_What the task asks_
Copy the listing below word for word, starting at the line that contains "Target: blue croc shoe" and ending at the end of the listing. Leave the pictures out of your copy.

========

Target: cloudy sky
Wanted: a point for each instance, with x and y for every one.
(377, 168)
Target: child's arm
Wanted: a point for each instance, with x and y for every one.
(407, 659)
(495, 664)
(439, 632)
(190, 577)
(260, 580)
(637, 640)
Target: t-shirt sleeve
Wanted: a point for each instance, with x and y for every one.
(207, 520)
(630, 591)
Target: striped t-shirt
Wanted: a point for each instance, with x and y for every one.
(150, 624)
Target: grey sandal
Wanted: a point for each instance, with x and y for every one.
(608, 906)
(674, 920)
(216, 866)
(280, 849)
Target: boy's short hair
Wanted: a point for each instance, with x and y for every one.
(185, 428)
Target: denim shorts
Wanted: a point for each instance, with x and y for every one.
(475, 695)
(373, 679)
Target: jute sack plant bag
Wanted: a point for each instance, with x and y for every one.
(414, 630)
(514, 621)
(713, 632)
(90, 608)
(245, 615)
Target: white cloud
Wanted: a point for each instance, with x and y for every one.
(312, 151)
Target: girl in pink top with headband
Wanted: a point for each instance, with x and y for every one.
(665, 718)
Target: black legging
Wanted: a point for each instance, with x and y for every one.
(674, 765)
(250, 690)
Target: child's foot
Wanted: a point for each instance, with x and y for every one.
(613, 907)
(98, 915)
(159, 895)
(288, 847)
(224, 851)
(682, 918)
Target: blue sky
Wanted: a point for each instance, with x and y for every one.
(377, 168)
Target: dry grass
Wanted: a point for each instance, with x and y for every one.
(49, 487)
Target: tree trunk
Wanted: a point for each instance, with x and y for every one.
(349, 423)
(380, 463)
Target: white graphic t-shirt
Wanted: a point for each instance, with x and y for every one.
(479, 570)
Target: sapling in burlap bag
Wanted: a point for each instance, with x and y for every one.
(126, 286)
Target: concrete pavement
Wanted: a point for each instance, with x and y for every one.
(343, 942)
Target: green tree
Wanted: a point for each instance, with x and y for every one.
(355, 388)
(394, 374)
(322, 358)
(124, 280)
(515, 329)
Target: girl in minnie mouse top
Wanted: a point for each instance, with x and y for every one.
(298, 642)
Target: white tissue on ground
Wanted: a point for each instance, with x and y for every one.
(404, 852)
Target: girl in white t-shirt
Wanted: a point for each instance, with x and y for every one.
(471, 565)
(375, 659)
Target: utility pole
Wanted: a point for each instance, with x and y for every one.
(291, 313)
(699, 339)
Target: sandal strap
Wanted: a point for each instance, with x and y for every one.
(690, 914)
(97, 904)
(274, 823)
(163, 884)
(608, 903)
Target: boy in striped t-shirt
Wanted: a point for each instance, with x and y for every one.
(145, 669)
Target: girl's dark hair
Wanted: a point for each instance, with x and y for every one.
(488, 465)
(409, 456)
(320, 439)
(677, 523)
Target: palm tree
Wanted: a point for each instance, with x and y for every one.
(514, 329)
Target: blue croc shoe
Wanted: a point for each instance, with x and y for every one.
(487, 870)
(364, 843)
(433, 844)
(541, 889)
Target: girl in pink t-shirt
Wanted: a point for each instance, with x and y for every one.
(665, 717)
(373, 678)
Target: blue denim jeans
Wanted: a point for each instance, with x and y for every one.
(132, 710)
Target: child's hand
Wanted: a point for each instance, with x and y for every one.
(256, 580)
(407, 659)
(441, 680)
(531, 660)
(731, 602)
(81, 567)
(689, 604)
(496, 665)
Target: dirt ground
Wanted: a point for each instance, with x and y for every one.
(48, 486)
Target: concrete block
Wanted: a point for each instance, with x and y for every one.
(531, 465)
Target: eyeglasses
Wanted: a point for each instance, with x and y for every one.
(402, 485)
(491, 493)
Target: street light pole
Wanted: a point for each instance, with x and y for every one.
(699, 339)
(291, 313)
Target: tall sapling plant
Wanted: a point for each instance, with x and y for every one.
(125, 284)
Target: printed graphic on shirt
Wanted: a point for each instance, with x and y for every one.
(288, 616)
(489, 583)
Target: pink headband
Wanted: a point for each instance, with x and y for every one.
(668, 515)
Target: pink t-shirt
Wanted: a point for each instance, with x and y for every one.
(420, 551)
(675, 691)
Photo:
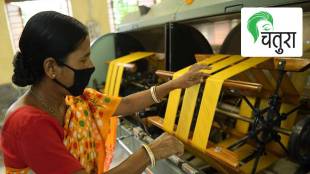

========

_Result_
Target: blue croc shoe
Wanted: a point for each instance, with x and y for every one.
(487, 870)
(364, 843)
(433, 844)
(541, 889)
Target: girl in pink t-shirt
Wanted: a point for each instance, with x and y for every one.
(665, 717)
(373, 678)
Target: blue denim jeans
Wanted: a point for each instance, with x and y for every one.
(132, 710)
Target: child's hand
Wanted: a point for each instance, with x and y for every one.
(256, 580)
(407, 659)
(441, 680)
(531, 660)
(731, 602)
(81, 567)
(689, 604)
(496, 665)
Target: dirt ground
Wanted: a point for each instance, with x and y for every one.
(48, 486)
Target: concrete block
Wanted: a point for each instance, with x and y for every one.
(531, 465)
Target: eyeglasses
Wanted: a point for each instance, with x and y for every one.
(402, 485)
(491, 493)
Target: street light pole
Wanted: a point for each instance, with x and y for every one.
(699, 339)
(291, 313)
Target: tall sapling plant
Wanted: a point for each instance, with x and y for every one.
(125, 284)
Target: printed graphic on shirt
Wanted: a point for each instance, with x and y for every one.
(288, 616)
(489, 583)
Target: pink headband
Wanted: a point for each instance, with x and y for every one.
(668, 515)
Target: pink t-shirt
Wanted: a point for each instance, with x and y for every one.
(420, 551)
(675, 691)
Photo:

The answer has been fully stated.